O ex-primeiro-ministro do Paquistão, Imran Khan, encontrou-se com o presidente russo, Vladimir Putin, em fevereiro de 2022, o dia em que a guerra contra a Ucrânia começou.  (Mikhail Klimentyev/EPA)

Islamabad, Paquistão – Dias antes de a Suíça acolher uma cimeira global destinada a traçar um caminho para a paz na Ucrânia, o Paquistão está preso num dilema – deveria participar?

O Paquistão tem mantido uma posição neutra relativamente à guerra da Rússia contra a Ucrânia, e muitos analistas acreditam que o país de 236 milhões de habitantes tem demasiados riscos em jogo – desde as armas ucranianas ao petróleo russo – para ignorar o conclave. Mas outros advertem que a decisão do Paquistão pode ser parcialmente influenciada pela decisão da China de boicotar a cimeira, na qual a Rússia também não participará. A China é indiscutivelmente o parceiro estratégico mais importante do Paquistão hoje.

## Exercício breve a
Reproduza a listagem desde o início até a linha que contém "MULTIPOLYGON (((25 30, 23", inclusive, trocando "evergreen foliage" por "pine foliage". Mantenha todo o resto inalterado.

## Material fornecido
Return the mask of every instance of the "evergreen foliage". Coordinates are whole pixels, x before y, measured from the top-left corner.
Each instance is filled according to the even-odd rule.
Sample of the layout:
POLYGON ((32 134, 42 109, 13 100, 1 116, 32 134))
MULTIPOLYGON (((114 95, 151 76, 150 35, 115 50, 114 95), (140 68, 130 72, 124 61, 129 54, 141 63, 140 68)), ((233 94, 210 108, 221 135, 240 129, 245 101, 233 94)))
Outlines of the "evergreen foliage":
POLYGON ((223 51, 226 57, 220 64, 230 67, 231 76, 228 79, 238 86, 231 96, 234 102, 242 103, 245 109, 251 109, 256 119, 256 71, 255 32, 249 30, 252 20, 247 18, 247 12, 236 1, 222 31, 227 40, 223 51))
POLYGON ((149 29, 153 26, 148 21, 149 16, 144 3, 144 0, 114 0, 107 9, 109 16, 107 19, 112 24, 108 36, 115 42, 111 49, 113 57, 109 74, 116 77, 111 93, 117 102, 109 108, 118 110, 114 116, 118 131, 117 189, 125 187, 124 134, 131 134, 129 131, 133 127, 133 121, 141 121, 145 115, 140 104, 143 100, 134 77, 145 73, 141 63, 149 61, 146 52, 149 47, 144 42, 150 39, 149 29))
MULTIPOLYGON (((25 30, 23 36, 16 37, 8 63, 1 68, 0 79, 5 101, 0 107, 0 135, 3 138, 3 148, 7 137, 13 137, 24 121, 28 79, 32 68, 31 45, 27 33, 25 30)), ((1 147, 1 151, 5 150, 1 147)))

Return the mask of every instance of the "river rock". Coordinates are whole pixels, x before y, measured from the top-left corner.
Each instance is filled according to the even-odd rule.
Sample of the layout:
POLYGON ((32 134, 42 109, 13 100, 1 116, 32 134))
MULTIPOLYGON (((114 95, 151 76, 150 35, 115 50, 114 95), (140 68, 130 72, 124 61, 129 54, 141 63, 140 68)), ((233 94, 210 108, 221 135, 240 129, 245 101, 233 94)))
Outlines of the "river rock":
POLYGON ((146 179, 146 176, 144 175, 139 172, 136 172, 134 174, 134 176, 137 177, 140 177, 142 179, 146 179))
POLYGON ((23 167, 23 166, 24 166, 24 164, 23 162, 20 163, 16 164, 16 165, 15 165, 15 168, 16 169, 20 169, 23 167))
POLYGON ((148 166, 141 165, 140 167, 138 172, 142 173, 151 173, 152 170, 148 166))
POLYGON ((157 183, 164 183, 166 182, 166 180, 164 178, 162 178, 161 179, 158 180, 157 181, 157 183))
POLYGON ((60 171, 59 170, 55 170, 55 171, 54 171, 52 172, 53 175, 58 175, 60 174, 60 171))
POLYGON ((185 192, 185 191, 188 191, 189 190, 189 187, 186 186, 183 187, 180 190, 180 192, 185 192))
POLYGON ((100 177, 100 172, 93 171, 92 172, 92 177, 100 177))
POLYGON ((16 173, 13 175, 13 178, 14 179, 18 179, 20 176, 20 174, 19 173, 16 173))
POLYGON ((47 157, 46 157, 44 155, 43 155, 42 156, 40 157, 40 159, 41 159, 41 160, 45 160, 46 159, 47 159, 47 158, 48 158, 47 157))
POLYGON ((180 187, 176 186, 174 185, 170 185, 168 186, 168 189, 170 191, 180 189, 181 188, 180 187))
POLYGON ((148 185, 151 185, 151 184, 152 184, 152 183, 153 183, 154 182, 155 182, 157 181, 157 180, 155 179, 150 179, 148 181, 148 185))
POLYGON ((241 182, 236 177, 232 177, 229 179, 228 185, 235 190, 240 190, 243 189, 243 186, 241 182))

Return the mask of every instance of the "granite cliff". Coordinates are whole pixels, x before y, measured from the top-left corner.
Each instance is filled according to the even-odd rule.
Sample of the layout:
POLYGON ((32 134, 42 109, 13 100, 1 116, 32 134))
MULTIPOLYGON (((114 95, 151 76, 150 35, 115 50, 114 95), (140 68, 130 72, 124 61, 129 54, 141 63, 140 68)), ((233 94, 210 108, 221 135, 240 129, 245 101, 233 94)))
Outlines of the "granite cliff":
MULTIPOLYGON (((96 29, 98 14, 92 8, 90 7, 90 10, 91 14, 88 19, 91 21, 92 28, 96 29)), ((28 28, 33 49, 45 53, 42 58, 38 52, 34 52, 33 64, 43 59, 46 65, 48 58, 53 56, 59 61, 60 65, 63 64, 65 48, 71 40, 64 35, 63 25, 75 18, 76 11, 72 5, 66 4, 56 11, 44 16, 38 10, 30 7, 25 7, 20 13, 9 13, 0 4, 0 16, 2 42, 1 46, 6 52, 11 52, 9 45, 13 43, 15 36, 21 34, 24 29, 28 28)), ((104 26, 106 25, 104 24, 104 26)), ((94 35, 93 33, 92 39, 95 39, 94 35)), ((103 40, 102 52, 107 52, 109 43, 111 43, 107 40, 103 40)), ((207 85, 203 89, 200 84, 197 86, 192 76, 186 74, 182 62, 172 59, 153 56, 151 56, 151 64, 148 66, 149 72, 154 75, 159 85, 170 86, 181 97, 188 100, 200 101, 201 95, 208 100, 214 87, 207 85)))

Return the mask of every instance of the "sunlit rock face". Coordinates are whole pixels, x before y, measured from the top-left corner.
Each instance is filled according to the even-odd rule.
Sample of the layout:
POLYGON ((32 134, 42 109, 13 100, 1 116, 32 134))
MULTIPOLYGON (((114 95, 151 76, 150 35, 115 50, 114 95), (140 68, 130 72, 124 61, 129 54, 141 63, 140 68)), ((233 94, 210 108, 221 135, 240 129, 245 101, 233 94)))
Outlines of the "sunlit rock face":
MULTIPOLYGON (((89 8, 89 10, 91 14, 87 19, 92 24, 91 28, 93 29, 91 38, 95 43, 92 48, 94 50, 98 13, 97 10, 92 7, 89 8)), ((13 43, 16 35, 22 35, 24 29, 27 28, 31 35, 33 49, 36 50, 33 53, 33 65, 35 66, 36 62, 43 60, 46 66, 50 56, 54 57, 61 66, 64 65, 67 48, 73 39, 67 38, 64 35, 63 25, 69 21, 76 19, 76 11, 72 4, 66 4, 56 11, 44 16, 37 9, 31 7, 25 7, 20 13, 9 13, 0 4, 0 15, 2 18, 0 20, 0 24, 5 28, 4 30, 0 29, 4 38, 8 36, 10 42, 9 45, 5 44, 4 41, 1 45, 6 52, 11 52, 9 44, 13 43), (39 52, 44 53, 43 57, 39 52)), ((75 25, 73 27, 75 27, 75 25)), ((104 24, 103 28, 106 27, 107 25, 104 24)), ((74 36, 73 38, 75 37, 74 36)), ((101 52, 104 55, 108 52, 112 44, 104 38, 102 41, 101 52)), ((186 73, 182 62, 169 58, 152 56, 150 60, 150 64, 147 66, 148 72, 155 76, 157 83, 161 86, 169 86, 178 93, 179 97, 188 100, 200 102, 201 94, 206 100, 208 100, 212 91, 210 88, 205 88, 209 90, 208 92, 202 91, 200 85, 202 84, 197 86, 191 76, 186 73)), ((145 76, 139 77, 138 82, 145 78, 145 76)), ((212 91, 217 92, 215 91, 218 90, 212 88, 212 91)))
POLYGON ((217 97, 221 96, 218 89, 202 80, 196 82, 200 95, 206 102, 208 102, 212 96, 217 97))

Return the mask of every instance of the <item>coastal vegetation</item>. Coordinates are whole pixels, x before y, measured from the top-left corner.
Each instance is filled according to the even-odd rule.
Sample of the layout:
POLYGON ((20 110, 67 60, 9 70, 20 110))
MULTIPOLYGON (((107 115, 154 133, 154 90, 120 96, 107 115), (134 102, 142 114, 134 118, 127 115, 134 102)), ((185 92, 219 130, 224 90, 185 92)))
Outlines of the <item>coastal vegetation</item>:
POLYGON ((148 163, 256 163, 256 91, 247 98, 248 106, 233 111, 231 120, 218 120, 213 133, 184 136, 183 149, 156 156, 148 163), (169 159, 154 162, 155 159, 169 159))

## Exercício breve b
Copie integralmente o texto sobre o Paquistão e a cimeira de paz para a Ucrânia, sem nenhuma alteração.

## Resolução a
Return the mask of every instance of the "pine foliage". Coordinates are whole pixels, x before y, measured from the top-left corner.
Each instance is filled according to the even-odd rule.
Sample of the layout:
POLYGON ((32 134, 42 109, 13 100, 1 116, 32 134))
MULTIPOLYGON (((114 95, 151 76, 150 35, 115 50, 114 95), (140 68, 130 72, 124 61, 129 54, 141 63, 140 68)), ((233 94, 210 108, 221 135, 240 129, 245 101, 233 94)))
Outlines of the "pine foliage":
POLYGON ((223 51, 226 57, 220 64, 230 67, 231 76, 228 79, 238 86, 231 96, 234 102, 242 103, 245 109, 251 109, 256 119, 256 71, 255 32, 249 30, 252 20, 247 18, 247 12, 236 1, 222 31, 227 40, 223 51))
POLYGON ((149 29, 153 26, 148 21, 149 16, 144 3, 144 0, 114 0, 107 9, 109 16, 107 19, 112 24, 108 36, 115 42, 111 49, 113 57, 109 74, 116 77, 111 93, 117 102, 109 108, 118 110, 114 116, 118 131, 117 189, 125 187, 124 134, 131 134, 129 131, 133 127, 133 121, 141 121, 145 115, 140 104, 143 100, 134 77, 145 73, 141 63, 149 61, 146 52, 149 47, 144 42, 150 39, 149 29))
MULTIPOLYGON (((25 30, 23 36, 16 37, 8 63, 1 68, 0 79, 5 101, 0 107, 0 135, 3 138, 3 148, 7 137, 13 137, 24 121, 28 79, 32 68, 31 45, 27 33, 25 30)), ((1 147, 1 151, 5 150, 1 147)))

## Resolução b
O ex-primeiro-ministro do Paquistão, Imran Khan, encontrou-se com o presidente russo, Vladimir Putin, em fevereiro de 2022, o dia em que a guerra contra a Ucrânia começou.  (Mikhail Klimentyev/EPA)

Islamabad, Paquistão – Dias antes de a Suíça acolher uma cimeira global destinada a traçar um caminho para a paz na Ucrânia, o Paquistão está preso num dilema – deveria participar?

O Paquistão tem mantido uma posição neutra relativamente à guerra da Rússia contra a Ucrânia, e muitos analistas acreditam que o país de 236 milhões de habitantes tem demasiados riscos em jogo – desde as armas ucranianas ao petróleo russo – para ignorar o conclave. Mas outros advertem que a decisão do Paquistão pode ser parcialmente influenciada pela decisão da China de boicotar a cimeira, na qual a Rússia também não participará. A China é indiscutivelmente o parceiro estratégico mais importante do Paquistão hoje.